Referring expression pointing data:
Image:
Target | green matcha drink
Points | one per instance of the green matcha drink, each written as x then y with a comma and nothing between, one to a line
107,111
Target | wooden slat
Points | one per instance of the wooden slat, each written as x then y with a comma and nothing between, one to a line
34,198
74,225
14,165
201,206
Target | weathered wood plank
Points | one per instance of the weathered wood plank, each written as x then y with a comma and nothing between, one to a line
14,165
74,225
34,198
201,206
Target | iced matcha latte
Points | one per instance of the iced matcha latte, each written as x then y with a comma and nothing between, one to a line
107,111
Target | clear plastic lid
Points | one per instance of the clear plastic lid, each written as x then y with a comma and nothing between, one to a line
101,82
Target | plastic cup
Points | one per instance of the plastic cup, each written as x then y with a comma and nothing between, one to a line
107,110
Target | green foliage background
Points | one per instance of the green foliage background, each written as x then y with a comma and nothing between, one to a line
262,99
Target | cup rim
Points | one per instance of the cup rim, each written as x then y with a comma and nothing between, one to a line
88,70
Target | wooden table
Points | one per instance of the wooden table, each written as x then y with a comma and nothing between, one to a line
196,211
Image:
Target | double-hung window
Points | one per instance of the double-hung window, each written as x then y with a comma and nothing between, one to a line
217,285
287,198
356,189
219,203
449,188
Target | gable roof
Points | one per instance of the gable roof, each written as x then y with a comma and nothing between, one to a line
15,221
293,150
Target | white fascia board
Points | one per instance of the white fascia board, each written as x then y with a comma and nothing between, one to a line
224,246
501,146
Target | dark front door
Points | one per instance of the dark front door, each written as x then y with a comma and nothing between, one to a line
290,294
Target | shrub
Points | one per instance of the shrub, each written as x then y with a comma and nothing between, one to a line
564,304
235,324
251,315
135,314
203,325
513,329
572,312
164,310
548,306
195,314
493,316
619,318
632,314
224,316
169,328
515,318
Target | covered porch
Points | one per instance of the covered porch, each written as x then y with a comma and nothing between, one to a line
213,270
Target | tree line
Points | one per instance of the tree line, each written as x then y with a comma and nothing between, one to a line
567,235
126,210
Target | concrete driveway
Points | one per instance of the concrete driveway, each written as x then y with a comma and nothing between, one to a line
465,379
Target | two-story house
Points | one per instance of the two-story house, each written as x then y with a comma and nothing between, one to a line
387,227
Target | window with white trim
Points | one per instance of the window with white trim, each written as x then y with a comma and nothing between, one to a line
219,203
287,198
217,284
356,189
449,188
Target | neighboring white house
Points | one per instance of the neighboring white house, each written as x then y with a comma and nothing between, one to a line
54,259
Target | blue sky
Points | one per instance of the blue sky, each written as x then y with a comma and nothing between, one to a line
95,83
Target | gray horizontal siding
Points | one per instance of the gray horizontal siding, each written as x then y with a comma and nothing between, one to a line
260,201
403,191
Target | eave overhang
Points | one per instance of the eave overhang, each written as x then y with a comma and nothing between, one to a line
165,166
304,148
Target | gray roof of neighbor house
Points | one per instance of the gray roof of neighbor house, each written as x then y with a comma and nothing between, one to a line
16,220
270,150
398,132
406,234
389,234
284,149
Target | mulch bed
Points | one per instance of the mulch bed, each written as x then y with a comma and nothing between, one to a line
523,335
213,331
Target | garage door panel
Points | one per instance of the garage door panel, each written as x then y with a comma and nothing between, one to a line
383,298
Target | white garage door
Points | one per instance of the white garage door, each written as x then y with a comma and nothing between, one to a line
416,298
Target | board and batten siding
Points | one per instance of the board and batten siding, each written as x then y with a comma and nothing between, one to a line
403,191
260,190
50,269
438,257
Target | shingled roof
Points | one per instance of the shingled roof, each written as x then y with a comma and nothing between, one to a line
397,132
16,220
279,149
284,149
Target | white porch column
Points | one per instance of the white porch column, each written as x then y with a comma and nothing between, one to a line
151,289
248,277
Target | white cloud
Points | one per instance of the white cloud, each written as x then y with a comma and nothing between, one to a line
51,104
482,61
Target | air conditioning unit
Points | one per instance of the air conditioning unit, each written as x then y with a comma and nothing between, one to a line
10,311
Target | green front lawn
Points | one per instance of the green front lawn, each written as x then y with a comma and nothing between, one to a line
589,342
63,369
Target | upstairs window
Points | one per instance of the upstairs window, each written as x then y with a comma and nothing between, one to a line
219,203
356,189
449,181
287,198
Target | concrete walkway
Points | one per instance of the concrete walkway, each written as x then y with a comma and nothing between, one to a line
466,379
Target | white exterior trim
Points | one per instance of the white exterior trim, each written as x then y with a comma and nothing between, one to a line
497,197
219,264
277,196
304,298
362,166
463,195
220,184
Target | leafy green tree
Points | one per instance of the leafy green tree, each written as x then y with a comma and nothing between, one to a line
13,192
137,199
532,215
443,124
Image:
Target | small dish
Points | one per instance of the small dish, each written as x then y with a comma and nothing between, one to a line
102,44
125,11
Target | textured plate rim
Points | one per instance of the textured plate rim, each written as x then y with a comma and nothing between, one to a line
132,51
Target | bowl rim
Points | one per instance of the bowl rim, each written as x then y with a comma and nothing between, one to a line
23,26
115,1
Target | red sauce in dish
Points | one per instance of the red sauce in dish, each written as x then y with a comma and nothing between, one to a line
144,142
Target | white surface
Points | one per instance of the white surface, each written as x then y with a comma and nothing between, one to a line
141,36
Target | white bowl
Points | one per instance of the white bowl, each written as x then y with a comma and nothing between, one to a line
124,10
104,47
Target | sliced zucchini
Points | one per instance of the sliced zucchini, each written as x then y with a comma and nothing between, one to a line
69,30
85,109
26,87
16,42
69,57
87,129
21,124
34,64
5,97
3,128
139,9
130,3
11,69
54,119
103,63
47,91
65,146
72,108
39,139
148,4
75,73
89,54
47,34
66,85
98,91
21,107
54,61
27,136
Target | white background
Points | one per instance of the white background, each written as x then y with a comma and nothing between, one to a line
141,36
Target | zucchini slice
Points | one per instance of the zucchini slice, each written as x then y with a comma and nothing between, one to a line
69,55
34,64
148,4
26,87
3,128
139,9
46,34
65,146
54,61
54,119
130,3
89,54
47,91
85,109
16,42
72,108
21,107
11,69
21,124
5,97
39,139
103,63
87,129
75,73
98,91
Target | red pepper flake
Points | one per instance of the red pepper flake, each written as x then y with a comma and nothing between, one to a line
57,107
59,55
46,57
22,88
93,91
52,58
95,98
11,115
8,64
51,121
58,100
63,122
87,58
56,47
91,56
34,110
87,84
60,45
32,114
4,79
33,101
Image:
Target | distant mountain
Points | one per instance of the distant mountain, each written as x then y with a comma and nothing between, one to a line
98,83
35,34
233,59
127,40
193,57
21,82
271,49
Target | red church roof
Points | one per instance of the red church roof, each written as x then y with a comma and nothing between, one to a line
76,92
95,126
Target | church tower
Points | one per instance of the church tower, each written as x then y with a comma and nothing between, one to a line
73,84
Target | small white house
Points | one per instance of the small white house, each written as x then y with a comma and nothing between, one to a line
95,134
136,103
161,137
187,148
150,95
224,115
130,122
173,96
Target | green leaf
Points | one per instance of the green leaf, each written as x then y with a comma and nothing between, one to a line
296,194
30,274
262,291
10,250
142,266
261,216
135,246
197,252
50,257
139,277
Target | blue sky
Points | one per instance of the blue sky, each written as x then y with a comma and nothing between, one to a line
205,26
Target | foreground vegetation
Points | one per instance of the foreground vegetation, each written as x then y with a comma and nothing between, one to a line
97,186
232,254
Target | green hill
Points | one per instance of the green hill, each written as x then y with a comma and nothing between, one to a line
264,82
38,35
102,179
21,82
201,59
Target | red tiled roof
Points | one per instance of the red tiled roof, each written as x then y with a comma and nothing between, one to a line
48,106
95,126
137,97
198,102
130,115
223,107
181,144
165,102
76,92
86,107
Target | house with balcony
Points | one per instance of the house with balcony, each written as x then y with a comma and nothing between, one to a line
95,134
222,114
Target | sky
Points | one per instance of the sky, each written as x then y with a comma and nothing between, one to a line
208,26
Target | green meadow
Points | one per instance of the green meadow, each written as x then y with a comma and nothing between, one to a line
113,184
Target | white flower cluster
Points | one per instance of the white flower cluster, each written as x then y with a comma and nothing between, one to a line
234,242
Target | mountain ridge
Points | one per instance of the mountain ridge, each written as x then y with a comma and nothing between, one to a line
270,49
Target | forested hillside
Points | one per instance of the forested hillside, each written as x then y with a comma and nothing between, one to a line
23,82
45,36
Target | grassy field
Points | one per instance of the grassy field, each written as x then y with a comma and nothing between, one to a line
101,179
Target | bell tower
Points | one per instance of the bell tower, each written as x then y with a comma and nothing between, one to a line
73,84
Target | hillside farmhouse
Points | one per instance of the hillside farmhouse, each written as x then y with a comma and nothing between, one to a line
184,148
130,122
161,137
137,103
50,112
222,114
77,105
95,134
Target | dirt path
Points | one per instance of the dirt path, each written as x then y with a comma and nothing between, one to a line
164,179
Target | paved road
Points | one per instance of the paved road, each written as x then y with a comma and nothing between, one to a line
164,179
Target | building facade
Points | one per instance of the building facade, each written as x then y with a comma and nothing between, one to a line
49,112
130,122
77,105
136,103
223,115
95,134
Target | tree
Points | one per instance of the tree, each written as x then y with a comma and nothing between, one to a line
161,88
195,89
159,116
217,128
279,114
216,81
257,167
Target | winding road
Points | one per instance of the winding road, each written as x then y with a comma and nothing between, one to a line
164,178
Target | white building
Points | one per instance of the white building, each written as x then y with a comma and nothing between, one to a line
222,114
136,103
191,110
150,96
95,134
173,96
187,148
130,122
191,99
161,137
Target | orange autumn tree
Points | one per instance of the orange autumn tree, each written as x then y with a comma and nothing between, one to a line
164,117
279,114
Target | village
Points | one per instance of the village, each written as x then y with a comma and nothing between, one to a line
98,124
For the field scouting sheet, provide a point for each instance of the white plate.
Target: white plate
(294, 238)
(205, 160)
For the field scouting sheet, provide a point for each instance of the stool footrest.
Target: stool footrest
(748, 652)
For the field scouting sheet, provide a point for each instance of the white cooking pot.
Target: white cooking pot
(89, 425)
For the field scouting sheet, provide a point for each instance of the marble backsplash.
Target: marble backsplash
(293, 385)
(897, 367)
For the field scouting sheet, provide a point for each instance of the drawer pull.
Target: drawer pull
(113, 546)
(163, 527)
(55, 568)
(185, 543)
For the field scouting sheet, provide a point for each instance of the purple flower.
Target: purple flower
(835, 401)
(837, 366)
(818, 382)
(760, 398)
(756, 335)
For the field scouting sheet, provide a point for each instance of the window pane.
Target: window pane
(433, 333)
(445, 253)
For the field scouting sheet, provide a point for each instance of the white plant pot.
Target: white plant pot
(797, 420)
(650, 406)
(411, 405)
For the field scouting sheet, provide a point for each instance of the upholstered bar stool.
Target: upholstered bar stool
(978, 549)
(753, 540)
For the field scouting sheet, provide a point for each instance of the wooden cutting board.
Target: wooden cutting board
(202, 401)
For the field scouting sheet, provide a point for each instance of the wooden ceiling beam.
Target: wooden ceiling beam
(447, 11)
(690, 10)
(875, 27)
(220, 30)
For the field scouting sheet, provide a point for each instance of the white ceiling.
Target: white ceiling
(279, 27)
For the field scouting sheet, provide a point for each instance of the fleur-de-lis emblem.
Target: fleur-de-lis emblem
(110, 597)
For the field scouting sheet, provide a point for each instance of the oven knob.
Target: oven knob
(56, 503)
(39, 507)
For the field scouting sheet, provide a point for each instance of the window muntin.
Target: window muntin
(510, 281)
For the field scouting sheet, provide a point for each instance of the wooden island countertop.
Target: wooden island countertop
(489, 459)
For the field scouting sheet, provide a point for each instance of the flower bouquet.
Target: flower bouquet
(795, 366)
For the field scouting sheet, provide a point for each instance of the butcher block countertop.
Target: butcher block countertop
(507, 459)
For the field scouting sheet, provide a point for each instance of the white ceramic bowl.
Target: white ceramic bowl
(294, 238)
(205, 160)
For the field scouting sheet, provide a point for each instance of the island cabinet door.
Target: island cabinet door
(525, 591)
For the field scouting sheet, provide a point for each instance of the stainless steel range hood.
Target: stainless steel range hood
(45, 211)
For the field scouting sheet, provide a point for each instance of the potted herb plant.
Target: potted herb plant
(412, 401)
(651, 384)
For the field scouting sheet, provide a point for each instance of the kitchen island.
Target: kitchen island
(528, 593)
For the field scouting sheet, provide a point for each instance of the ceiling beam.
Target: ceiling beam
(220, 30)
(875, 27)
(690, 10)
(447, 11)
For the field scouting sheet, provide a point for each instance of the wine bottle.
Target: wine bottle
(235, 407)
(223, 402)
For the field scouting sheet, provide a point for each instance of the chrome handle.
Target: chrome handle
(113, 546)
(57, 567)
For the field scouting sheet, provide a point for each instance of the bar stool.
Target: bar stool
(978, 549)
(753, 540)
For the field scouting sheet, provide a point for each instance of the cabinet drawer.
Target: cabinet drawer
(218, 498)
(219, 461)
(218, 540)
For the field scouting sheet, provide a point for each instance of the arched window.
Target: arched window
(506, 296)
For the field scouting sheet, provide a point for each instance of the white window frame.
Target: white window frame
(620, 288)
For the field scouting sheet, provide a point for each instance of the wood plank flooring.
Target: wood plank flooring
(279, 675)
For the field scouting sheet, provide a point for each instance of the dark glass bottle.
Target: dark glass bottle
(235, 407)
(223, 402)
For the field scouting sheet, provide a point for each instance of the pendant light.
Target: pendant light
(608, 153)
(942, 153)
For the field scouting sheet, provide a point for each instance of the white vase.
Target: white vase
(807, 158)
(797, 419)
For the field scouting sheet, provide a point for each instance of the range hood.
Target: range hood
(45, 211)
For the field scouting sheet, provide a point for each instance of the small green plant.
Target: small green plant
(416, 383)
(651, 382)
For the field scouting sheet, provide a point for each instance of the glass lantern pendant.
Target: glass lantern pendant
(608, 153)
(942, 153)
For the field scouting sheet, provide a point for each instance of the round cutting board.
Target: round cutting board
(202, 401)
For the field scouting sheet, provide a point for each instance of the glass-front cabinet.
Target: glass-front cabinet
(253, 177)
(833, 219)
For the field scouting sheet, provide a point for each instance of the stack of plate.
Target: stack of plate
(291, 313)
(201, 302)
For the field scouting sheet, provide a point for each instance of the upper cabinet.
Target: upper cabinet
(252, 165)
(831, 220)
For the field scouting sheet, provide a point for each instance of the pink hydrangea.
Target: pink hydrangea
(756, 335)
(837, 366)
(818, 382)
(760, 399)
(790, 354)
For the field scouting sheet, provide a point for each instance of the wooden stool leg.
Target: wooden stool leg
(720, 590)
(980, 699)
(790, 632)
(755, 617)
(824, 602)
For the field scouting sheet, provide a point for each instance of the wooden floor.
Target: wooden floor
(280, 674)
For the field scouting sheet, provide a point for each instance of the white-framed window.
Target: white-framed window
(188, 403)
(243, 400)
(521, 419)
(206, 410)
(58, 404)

• **WHAT YOU NEED TO DO**: Look above for the line with "dark glass bottle." and the line with "glass lantern pendant.". Write out those two lines and all the lines between them, exactly, and no others.

• **RESPONSE AREA**:
For the field scouting sheet, provide a point for each instance of the dark glass bottle.
Target: dark glass bottle
(235, 407)
(223, 402)
For the field scouting sheet, provide a point for each instance of the pendant light.
Target: pendant light
(608, 153)
(942, 153)
For the field scouting sheet, provide a point for each instance of the white vase.
Target: white vase
(807, 158)
(797, 419)
For the field scouting sheet, provide a point for each instance of the range hood.
Target: range hood
(45, 211)
For the field scouting sheet, provide a point for each instance of the small green plant.
Target: small green plant
(416, 383)
(651, 382)
For the field scouting sheet, provide a point for each instance of the glass lantern pendant.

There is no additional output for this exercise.